> **What is needed**
Copy out the lines of the listing below verbatim, starting at the line containing "Task: each instance of the man in" and ending at the line containing "[[496, 183], [383, 543]]", with both of those lines included.

> **Extracted entries**

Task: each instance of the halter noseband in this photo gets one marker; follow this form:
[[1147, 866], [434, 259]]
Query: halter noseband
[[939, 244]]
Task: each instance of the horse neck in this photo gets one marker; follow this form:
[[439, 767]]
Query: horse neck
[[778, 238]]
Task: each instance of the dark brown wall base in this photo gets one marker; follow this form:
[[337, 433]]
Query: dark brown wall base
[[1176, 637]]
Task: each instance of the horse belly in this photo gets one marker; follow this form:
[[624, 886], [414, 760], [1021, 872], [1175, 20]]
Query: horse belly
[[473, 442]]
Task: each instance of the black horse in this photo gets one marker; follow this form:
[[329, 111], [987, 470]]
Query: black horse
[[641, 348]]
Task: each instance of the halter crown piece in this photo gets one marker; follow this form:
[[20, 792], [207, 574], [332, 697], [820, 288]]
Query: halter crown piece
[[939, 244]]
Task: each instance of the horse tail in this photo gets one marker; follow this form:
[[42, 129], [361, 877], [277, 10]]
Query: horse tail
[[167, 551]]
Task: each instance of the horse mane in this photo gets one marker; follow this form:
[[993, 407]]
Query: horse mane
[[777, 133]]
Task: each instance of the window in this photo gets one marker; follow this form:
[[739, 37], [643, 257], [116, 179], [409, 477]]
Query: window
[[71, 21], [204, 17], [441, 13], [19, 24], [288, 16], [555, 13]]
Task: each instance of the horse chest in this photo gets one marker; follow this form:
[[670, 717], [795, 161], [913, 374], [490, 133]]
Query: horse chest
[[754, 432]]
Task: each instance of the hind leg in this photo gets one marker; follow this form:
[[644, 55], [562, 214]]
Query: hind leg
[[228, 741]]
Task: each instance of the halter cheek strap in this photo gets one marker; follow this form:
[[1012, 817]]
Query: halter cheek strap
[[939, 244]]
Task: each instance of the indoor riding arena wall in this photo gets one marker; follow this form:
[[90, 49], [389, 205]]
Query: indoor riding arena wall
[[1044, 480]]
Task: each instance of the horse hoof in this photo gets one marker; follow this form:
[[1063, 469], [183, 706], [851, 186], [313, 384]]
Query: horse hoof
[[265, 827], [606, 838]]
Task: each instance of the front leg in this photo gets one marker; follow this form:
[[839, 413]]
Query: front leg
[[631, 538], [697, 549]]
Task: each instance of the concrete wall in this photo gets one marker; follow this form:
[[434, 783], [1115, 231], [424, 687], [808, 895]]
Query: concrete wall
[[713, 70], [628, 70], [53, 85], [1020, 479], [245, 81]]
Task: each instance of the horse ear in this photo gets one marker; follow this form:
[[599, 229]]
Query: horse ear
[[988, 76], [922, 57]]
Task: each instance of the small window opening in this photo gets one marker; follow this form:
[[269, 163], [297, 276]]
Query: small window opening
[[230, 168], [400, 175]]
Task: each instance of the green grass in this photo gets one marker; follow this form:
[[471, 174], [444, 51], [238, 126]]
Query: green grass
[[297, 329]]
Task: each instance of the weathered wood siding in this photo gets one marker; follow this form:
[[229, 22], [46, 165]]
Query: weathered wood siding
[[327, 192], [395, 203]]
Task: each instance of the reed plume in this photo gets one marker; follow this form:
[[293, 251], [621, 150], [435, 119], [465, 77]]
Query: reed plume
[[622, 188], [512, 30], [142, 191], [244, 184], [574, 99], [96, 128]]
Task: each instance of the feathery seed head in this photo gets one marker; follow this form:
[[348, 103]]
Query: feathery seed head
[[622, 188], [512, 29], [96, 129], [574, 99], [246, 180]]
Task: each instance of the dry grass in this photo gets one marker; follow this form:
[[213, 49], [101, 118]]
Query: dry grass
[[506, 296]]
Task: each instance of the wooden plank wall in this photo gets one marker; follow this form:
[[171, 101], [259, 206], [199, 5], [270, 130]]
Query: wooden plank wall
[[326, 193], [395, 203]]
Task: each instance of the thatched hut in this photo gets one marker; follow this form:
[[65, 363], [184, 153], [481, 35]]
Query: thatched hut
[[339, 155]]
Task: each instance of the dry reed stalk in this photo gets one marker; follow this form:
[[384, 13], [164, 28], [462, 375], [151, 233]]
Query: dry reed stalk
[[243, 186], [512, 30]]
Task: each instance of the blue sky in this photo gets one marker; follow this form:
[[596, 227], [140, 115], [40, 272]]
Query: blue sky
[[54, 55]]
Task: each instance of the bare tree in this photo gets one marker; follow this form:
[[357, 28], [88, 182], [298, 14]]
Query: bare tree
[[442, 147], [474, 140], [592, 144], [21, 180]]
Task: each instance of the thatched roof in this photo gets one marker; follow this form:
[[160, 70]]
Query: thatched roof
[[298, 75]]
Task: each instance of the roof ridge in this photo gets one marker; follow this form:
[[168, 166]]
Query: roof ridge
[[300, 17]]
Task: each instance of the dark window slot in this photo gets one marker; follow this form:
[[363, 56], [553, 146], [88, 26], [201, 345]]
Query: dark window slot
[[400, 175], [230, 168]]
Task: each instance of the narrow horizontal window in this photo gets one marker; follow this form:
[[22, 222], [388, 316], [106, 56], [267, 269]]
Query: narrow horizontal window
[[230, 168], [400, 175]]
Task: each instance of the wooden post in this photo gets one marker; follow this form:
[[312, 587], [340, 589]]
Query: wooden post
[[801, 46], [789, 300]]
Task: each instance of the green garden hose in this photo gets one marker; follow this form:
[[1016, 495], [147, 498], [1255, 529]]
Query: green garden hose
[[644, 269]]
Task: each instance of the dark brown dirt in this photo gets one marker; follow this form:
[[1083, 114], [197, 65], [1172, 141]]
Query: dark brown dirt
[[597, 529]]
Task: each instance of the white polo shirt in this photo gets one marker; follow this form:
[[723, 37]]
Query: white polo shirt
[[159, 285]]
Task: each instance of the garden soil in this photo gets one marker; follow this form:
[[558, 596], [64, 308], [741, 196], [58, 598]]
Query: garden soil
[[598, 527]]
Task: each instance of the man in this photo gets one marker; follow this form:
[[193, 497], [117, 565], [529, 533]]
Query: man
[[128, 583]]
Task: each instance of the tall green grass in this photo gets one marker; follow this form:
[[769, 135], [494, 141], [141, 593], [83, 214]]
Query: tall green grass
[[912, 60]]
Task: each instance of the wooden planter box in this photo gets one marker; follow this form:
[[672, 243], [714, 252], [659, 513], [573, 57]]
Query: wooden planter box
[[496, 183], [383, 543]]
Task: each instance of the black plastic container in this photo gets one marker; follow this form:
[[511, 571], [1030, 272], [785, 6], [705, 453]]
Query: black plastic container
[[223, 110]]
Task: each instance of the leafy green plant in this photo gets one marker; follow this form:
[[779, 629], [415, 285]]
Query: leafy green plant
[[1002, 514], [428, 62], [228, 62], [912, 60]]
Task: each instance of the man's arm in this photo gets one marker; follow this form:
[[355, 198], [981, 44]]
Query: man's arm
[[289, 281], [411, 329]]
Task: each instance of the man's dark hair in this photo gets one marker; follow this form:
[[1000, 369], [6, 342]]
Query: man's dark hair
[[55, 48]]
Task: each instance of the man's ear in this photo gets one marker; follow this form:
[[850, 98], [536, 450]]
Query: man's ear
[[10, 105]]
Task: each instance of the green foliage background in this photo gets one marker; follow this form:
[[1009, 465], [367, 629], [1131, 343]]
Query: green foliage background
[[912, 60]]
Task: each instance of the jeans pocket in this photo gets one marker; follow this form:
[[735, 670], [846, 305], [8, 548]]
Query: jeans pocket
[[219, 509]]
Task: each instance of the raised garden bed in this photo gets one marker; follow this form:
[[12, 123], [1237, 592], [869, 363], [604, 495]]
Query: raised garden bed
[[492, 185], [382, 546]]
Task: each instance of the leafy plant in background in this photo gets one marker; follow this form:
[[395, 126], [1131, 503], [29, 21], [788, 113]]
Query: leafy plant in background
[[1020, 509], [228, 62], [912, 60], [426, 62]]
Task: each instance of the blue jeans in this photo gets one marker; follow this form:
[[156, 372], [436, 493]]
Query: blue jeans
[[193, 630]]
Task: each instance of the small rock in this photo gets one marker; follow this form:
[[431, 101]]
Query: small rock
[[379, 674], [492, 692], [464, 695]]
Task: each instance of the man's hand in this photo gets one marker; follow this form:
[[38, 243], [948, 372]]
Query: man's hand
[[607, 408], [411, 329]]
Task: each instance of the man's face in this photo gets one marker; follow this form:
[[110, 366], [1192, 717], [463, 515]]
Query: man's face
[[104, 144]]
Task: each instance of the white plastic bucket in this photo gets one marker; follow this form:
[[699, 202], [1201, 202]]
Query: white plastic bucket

> **Response to the exercise**
Task: each instance of the man in this photo gets one marker; follow this form:
[[193, 497], [117, 565], [529, 533]]
Query: man
[[128, 583]]
Task: each instance of the tall green grass in this photo gets one marker; follow this form:
[[769, 135], [494, 141], [141, 593], [83, 214]]
Query: tall green grass
[[912, 60]]
Task: each instance of the wooden planter box in this photo gets one marker; follow this form:
[[672, 243], [714, 252], [659, 513], [573, 57]]
Query: wooden planter box
[[496, 183], [383, 543]]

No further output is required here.